▶ _EXERCISE_
Reproduce without changes the lines of the items below, from the line containing "like x=779, y=428." through the line containing "x=1065, y=271", both lines included.

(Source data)
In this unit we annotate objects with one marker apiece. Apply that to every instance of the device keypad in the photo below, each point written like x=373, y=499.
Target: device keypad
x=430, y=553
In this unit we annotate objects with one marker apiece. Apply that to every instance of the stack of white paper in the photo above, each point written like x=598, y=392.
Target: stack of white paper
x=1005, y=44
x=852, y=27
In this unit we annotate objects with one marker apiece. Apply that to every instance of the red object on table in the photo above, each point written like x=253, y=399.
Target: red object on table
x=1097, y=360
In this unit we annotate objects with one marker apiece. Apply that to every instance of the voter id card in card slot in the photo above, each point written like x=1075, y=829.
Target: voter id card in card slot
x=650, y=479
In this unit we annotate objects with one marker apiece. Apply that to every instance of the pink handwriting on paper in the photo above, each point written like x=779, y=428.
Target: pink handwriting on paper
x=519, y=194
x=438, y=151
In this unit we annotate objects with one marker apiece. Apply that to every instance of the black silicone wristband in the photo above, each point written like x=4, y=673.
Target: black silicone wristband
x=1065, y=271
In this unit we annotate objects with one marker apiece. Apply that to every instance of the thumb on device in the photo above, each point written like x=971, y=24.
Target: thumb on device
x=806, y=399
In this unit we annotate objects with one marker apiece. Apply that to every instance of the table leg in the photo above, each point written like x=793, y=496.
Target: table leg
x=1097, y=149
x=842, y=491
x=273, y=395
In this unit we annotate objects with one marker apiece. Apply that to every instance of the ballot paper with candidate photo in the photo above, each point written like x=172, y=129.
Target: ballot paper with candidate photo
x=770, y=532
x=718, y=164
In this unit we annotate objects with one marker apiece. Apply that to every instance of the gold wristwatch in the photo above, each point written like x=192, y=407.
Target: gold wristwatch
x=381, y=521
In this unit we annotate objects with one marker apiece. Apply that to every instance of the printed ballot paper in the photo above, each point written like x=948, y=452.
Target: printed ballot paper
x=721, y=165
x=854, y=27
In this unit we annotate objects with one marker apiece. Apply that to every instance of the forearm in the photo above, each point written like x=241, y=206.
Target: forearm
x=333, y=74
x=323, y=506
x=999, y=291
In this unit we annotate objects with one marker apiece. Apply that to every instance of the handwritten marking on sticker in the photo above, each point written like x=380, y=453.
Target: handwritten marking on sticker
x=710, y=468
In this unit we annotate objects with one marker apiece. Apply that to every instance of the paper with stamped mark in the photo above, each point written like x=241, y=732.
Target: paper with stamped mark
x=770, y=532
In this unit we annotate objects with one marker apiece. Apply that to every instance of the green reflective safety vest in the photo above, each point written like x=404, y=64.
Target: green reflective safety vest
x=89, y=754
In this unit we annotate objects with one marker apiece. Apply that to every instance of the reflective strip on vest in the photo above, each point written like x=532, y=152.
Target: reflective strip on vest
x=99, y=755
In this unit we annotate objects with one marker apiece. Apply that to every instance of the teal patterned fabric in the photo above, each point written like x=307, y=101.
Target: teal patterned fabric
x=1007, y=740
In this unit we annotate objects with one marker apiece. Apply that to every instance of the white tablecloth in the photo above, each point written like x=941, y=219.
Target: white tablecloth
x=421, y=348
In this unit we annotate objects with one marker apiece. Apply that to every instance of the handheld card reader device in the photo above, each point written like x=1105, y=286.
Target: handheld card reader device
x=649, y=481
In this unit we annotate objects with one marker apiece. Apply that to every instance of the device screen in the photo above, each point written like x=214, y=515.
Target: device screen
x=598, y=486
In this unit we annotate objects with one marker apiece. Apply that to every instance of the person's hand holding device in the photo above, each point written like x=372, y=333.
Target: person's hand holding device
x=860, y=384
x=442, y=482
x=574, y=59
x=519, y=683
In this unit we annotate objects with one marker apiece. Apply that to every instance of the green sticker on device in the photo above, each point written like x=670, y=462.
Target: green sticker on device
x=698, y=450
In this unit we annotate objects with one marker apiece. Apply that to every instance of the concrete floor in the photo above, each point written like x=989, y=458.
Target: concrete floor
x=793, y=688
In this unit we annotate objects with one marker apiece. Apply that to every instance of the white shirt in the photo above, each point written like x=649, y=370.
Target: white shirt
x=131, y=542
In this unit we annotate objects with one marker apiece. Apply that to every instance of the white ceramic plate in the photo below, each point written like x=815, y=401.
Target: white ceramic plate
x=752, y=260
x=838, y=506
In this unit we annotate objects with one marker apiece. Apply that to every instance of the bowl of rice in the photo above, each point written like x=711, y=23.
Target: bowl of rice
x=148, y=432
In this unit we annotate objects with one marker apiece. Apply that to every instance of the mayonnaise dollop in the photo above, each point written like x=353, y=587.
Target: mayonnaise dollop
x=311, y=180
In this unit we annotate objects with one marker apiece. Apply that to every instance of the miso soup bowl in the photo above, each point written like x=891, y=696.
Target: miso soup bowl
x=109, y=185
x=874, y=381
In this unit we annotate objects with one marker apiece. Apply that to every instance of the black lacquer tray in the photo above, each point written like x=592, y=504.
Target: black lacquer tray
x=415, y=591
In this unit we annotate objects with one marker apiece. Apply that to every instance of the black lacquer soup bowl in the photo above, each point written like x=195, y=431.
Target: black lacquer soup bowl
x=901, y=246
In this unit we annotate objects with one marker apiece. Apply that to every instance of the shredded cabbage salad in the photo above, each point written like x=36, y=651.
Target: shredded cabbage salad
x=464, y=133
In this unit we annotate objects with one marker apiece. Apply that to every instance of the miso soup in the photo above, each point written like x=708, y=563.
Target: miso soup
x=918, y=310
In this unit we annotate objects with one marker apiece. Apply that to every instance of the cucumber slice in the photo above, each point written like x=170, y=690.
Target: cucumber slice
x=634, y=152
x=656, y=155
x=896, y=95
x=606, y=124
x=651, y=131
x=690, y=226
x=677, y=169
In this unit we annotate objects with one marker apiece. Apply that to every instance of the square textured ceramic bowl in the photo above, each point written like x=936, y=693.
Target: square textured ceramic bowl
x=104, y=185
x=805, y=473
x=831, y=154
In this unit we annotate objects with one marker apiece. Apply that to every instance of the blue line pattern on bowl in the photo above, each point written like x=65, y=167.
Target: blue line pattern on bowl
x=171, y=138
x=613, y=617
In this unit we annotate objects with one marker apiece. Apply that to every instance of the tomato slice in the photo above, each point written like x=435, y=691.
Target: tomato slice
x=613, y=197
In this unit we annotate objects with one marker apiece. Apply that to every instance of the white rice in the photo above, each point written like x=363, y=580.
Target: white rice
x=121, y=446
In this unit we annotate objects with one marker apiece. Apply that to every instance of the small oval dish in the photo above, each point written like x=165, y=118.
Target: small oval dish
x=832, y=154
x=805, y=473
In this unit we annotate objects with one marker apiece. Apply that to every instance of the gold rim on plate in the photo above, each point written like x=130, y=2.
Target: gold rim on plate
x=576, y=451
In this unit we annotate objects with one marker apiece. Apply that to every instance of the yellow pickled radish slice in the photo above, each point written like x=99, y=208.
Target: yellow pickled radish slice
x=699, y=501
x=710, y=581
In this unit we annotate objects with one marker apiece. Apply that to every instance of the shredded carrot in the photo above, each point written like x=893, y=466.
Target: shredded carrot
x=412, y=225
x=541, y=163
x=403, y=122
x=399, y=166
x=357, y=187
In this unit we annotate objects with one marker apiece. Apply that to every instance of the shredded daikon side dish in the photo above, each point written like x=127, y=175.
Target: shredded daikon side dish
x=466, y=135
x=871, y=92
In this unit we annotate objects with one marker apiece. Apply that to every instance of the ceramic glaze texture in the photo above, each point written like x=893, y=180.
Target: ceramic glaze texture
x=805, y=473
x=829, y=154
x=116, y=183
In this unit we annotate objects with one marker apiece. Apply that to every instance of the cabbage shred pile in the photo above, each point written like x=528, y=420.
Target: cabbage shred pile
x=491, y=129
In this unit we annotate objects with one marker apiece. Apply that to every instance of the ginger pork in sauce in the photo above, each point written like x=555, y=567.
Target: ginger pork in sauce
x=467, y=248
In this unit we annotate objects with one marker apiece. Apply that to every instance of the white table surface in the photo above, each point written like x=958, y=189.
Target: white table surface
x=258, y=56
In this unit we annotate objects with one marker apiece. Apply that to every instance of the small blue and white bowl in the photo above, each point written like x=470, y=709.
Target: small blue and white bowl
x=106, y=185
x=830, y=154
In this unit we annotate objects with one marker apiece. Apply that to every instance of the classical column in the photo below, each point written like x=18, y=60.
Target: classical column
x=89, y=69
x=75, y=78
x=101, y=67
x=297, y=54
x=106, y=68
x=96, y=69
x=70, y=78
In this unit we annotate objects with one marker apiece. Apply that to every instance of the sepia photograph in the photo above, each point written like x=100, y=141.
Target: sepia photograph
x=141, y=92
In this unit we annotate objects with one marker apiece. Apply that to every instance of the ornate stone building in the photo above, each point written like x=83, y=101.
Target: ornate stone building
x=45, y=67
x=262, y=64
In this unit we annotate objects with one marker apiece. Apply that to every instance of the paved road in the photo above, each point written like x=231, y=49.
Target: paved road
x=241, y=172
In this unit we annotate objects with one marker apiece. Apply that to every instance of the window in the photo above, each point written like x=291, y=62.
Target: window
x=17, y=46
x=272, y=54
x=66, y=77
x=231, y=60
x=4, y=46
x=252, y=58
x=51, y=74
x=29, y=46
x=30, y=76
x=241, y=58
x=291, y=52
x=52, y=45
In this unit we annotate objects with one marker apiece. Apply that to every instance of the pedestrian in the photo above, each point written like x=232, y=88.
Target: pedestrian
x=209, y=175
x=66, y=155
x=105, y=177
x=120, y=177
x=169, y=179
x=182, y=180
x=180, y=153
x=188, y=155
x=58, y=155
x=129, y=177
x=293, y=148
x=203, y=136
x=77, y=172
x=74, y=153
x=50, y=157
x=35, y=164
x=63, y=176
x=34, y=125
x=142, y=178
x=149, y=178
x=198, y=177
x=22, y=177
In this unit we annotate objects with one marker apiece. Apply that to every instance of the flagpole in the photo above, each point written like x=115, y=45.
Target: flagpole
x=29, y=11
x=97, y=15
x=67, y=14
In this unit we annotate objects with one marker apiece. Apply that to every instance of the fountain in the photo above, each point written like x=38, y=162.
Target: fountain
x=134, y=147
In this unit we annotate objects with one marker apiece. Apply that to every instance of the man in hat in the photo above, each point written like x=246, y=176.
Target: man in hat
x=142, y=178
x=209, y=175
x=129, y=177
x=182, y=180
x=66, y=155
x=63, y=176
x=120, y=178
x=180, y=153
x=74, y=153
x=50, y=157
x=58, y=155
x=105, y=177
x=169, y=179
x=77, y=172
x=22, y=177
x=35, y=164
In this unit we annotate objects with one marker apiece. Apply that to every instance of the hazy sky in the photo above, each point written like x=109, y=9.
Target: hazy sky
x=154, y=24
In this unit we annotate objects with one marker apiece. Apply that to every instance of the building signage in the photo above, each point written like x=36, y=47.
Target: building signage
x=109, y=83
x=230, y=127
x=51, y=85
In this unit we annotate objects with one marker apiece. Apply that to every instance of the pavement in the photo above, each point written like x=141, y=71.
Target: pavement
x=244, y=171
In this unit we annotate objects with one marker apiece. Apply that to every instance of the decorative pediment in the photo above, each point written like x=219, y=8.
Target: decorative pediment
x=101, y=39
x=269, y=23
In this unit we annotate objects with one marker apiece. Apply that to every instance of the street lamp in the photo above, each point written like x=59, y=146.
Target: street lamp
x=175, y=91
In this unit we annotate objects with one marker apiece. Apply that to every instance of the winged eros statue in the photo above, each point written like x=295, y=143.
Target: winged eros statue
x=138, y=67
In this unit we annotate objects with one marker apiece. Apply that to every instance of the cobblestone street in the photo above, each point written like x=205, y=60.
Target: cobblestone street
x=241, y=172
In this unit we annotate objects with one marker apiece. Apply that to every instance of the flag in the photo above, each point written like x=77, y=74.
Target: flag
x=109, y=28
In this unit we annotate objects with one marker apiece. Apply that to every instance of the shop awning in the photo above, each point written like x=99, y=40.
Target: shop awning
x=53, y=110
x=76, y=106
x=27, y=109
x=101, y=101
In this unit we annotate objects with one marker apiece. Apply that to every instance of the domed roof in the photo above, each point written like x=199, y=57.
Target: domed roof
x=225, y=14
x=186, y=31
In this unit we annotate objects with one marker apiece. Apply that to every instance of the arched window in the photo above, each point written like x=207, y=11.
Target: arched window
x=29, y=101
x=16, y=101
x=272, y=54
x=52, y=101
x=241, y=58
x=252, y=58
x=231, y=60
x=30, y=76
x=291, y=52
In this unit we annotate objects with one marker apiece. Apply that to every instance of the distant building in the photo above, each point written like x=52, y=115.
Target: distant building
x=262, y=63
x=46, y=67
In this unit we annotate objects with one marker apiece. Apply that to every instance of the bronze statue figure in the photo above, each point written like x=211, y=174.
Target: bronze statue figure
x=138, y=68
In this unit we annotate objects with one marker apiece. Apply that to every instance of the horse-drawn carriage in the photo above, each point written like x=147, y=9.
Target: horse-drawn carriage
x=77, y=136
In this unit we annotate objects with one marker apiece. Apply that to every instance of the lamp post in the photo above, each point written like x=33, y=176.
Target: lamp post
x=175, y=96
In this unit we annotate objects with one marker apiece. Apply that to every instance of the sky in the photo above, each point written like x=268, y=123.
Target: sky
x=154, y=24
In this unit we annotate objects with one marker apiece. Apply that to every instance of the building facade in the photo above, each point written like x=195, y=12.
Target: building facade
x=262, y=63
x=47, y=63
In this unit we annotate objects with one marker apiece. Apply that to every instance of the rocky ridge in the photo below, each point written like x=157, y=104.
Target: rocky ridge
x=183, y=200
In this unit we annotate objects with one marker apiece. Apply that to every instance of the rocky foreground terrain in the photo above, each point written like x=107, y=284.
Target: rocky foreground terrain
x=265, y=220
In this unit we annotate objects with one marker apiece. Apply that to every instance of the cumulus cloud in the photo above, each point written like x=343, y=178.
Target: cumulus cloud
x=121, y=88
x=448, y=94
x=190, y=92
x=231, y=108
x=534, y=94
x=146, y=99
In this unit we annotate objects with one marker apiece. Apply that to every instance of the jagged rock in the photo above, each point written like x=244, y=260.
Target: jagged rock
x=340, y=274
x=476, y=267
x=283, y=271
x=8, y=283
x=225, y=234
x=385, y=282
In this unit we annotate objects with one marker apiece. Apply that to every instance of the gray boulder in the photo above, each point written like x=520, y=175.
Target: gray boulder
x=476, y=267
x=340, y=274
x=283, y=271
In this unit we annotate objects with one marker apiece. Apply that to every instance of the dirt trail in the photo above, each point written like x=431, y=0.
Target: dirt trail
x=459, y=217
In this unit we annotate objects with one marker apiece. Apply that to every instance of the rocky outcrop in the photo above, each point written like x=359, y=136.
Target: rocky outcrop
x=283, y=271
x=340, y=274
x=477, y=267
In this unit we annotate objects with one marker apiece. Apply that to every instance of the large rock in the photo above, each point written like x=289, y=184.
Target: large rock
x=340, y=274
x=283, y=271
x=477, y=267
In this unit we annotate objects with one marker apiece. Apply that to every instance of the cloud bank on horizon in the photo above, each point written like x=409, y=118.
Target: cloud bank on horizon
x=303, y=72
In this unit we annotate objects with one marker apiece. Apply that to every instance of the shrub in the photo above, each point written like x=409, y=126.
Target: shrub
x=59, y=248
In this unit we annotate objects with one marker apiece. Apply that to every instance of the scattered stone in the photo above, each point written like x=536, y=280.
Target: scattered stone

▶ _OUTPUT BELOW_
In this unit we annotate objects with one marker apiece. Apply that to every instance of the pink handwriting on paper in the photo above, each point written like x=779, y=428.
Target: pink handwriting on paper
x=519, y=194
x=438, y=151
In this unit we annotate objects with one marker apiece. Apply that to every instance of the black silicone wristband in the photo above, each point written like x=4, y=673.
Target: black silicone wristband
x=1065, y=271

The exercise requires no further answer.